Goal ->
Put the lines below into a numbered list, starting at the line that contains "Locate the black" and stopping after the line that contains "pixel 489 22". Leave out any blank lines.
+++ Listed records +++
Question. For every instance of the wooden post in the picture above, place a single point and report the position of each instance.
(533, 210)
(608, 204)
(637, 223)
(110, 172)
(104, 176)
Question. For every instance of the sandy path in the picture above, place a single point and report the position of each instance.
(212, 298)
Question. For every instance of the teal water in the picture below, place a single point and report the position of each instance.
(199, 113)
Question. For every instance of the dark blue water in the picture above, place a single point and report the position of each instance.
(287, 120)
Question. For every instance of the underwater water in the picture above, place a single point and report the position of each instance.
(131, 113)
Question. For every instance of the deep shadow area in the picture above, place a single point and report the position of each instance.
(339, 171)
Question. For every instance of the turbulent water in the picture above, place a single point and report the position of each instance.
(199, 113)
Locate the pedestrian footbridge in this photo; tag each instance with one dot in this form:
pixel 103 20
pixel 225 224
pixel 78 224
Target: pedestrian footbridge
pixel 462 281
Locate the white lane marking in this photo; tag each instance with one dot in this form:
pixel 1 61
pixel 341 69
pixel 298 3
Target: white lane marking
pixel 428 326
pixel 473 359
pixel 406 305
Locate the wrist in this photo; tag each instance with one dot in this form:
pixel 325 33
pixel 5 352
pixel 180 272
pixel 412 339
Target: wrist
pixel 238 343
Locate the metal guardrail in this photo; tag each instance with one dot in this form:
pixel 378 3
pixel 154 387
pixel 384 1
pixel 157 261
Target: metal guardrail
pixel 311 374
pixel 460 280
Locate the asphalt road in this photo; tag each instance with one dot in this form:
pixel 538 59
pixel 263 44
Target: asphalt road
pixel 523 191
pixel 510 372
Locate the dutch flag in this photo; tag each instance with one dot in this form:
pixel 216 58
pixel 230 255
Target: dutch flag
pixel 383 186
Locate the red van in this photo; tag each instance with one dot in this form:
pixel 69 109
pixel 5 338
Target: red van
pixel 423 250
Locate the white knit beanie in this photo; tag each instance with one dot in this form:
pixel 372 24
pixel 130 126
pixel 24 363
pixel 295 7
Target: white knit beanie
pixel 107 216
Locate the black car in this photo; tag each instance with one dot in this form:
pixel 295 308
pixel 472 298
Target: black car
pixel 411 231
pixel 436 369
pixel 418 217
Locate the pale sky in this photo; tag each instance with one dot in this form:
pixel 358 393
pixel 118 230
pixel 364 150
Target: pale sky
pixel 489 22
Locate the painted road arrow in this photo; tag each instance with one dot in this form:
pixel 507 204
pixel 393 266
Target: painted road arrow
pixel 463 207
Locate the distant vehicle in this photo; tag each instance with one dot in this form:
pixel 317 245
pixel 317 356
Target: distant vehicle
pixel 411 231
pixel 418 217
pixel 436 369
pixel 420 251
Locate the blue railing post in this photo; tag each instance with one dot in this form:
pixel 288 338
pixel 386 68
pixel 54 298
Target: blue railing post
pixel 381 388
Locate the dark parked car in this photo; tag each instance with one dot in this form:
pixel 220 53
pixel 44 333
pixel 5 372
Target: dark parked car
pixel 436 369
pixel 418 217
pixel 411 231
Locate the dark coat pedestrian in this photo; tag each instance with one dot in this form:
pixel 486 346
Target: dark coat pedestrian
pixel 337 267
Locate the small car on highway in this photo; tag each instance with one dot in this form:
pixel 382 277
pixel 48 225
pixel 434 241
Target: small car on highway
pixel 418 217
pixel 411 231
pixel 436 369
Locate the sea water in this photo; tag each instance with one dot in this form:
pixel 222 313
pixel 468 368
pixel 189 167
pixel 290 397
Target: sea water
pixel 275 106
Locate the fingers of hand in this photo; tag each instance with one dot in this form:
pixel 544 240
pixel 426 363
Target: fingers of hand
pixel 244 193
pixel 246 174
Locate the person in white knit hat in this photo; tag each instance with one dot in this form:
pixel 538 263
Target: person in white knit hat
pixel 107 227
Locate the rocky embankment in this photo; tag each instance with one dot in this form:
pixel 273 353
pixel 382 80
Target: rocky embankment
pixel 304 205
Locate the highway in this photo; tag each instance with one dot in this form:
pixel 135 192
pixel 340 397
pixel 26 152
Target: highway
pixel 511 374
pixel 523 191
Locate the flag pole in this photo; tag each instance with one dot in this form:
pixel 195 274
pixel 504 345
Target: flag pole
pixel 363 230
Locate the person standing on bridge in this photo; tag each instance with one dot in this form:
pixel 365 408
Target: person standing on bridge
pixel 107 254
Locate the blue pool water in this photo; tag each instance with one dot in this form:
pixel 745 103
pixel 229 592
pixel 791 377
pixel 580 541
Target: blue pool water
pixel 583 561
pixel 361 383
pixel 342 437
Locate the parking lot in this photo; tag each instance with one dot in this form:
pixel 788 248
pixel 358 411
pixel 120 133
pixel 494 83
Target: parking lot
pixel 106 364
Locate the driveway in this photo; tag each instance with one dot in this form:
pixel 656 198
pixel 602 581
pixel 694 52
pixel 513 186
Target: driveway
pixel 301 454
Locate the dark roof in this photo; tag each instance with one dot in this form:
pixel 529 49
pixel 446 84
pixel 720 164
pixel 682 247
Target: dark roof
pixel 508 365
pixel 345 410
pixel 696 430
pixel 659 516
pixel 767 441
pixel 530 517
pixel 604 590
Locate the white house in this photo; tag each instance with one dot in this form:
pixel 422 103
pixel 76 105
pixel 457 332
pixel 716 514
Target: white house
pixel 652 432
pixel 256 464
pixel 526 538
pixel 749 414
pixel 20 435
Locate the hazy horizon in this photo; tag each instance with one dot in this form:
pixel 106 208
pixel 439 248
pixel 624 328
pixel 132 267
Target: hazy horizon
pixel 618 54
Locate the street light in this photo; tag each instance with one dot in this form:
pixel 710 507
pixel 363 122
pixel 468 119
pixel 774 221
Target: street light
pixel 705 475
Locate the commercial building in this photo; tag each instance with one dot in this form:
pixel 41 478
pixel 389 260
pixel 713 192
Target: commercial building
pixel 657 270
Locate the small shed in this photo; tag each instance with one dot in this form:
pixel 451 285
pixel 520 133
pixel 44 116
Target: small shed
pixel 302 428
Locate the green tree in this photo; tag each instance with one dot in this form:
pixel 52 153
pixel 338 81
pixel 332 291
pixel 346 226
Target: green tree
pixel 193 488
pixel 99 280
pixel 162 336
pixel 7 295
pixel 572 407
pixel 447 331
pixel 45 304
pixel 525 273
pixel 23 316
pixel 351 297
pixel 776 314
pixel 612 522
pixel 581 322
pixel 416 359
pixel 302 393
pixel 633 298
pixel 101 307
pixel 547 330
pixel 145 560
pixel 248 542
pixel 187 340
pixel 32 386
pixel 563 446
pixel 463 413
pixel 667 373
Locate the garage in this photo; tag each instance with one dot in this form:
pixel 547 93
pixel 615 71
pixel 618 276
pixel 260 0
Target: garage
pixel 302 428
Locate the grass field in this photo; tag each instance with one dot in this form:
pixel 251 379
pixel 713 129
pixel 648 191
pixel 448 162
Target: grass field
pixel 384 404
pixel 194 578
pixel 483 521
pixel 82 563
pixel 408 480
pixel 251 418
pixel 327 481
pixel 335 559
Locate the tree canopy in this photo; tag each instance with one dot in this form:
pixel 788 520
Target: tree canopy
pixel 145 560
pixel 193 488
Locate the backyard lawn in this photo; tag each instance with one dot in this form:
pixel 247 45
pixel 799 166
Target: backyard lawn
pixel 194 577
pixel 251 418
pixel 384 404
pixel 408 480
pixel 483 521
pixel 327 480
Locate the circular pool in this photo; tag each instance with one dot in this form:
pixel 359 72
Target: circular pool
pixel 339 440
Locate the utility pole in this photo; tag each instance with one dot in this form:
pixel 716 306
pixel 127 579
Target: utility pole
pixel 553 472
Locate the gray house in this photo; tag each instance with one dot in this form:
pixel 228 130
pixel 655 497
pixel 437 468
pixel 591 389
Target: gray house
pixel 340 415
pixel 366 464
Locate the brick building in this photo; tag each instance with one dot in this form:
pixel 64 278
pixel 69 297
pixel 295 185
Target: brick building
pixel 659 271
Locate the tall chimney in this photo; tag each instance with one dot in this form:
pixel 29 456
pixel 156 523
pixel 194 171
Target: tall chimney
+++
Complete response ->
1. Locate the black car in this photo; tag each instance with one dot in this form:
2. pixel 295 308
3. pixel 472 298
4. Target: black car
5. pixel 411 231
6. pixel 436 369
7. pixel 418 217
8. Locate the pale sky in this photo; tag each instance with one dot in this form:
9. pixel 358 393
10. pixel 118 230
11. pixel 364 150
12. Target: pale sky
13. pixel 489 22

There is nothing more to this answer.